Moreover, some studies show that skipping breakfast could cause people to gain weight because they make up for the missed meal with extra snacking or larger-than-normal lunches and dinners. Other studies suggest that people who lost weight and actually kept it off were more likely to be regular breakfast eaters.

Dividing up your caloric intake evenly throughout the day—meaning making breakfast, lunch, and dinner all the same size—might even lead to better weight loss success, says Erica Baty, MS, RDN, owner of It’s a Flavorful Life. “It is more pleasant for the participant as they feel fueled and energized throughout the day and not hangry or constantly thinking about food,” she says. “And, it’s metabolically more ideal to consume calories throughout the day when you are more active rather than consuming the bulk of your calories in the evening.”

Woman cracking an egg for breakfast to lose weight with protein

How to Build a Balanced Breakfast for Weight Loss

Eating a well-balanced breakfast with protein, healthy fats, and fiber-rich foods can help you feel full and energetic throughout the day. In turn, this can curb cravings and help avoid impulsive eating—such as consuming foods and excess calories that could hinder weight loss—due to hunger.

 “I think all meals play an equal role in sustainable weight loss,” says Baty. She suggests making breakfast just as important as lunch and dinner to provide you with the fuel you need for your day, rather than consuming most of your food in the evening when you’re more likely to be sitting down and relaxing.

When putting together a healthy breakfast, getting enough protein and fiber is crucial to feel fuller for longer. “By eating more protein in the morning, we are less likely to be hungry again in an hour or constantly reach for snacks throughout the day,” says Baty. Overall, she recommends consuming around 30 grams of protein at breakfast. “That could include any sort of protein like chicken, salmon, tuna, beef, tofu, edamame, beans, or lentils,” she continues. In addition, eggs and Greek yogurt are great protein sources for breakfast.

§ **WORK ORDER**: Extend the article on eating breakfast for weight loss, starting after its final sentence about eggs and Greek yogurt as protein sources.

§ **PROVIDED DATA**:
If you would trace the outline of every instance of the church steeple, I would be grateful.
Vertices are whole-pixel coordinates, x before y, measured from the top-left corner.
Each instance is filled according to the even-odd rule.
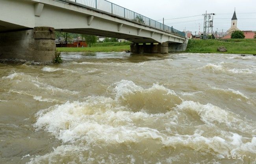
[[[239,30],[237,27],[237,18],[236,18],[236,8],[235,11],[233,15],[233,17],[231,19],[231,27],[227,31],[228,33],[230,33],[235,30]]]
[[[237,20],[237,18],[236,18],[236,9],[235,9],[235,11],[234,11],[234,14],[233,15],[233,17],[231,20]]]

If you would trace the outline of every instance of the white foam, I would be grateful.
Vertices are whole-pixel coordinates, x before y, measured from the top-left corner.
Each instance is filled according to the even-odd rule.
[[[50,99],[49,98],[43,98],[41,96],[35,96],[33,97],[33,98],[37,101],[41,101],[41,102],[58,102],[58,101],[55,99]]]
[[[42,69],[42,71],[45,71],[46,72],[55,72],[56,71],[70,71],[72,73],[75,73],[76,72],[76,71],[70,70],[70,69],[63,69],[63,68],[53,68],[52,67],[45,67],[43,68]]]
[[[197,92],[180,92],[180,94],[183,96],[193,96],[197,93],[201,93],[202,92],[202,91],[198,91]]]
[[[241,93],[240,91],[236,91],[234,89],[230,89],[230,88],[228,88],[227,89],[221,89],[221,88],[219,88],[216,87],[211,87],[209,85],[209,86],[211,87],[211,88],[213,89],[215,89],[215,90],[218,90],[219,91],[222,91],[225,92],[231,92],[233,93],[234,93],[236,95],[239,95],[242,97],[245,98],[246,99],[249,99],[249,98],[245,96],[244,94],[243,93]]]
[[[7,100],[0,100],[0,101],[7,102],[8,101],[7,101]]]
[[[19,76],[23,76],[24,75],[24,73],[12,73],[7,77],[2,77],[2,78],[9,78],[11,80],[13,80],[13,78]]]
[[[196,69],[210,69],[213,71],[221,71],[223,73],[232,73],[233,74],[250,74],[256,73],[256,69],[254,68],[246,69],[230,68],[223,66],[226,63],[222,62],[215,64],[208,63],[206,65]]]

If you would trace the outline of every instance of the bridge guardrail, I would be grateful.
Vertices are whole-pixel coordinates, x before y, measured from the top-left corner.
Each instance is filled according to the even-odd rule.
[[[185,33],[106,0],[62,0],[72,2],[136,22],[169,33],[185,37]]]

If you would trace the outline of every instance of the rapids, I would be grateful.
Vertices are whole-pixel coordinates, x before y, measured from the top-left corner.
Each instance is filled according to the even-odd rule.
[[[0,64],[0,163],[254,163],[256,57]]]

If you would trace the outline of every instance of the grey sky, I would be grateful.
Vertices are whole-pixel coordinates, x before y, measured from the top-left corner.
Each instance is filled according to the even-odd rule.
[[[169,19],[215,13],[213,31],[226,31],[231,25],[234,8],[237,27],[241,30],[256,31],[256,0],[109,0],[109,1],[152,19],[165,18],[165,24],[174,28],[193,32],[203,29],[202,16],[182,19]],[[162,22],[162,20],[159,22]]]

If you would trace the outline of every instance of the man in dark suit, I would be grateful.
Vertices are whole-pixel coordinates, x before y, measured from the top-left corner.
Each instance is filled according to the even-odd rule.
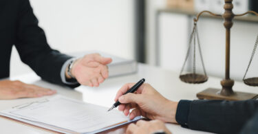
[[[107,65],[111,62],[111,58],[93,54],[75,59],[51,49],[43,30],[38,26],[29,0],[0,0],[0,78],[9,77],[13,45],[21,60],[50,82],[71,87],[80,84],[97,87],[108,77]],[[19,81],[0,81],[0,99],[54,93]]]
[[[136,94],[123,96],[133,85],[133,83],[127,84],[118,91],[115,101],[119,100],[122,104],[118,109],[125,115],[129,115],[131,119],[142,115],[154,120],[131,124],[127,133],[170,134],[164,122],[215,133],[258,133],[256,100],[173,102],[164,98],[148,84],[142,85]],[[129,112],[131,109],[133,109]]]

§ **OUTPUT BELOW**:
You’ll also want to include healthy fats and complex carbohydrates in order to get more important nutrients in, Geraty points out. Nuts and nut butters are easy healthy fats to eat for breakfast to complement your weight loss goals. As for your complex carbs, you can look to whole grain bread or oatmeal, or try breakfast potatoes for a heartier option. Fruit on the side or in yogurt will give you a fiber boost; so will adding veggies to an omelet. “The most important factor is to eat a balanced meal in the morning,” says Baty.

The Takeaway

In some cases, skipping breakfast to lose weight may be beneficial—such as if you follow a healthy, non-restrictive intermittent fasting routine. Those who do skip breakfast on IF (as well as those who simply don’t prefer eating breakfast for whatever reason) should prioritize protein at their first meal of the day, as doing so can help stave off potential cravings or hunger pangs later on. “It is best to break your fast with protein to ensure you feel satisfied longer,” says Snyder. “Protein also helps sustain your blood sugar without a spike you can get from simple sugar carbohydrates in highly processed food.” 

Even if you’re someone who doesn’t eat breakfast or who chooses to eat their first meal later on, skipping breakfast isn’t necessarily the ideal option to help you lose weight. Instead, focusing on healthy behaviors—such as enjoying a variety of foods regularly throughout the day and listening to your body’s natural hunger cues—is more sustainable and beneficial for overall well-being in the long run.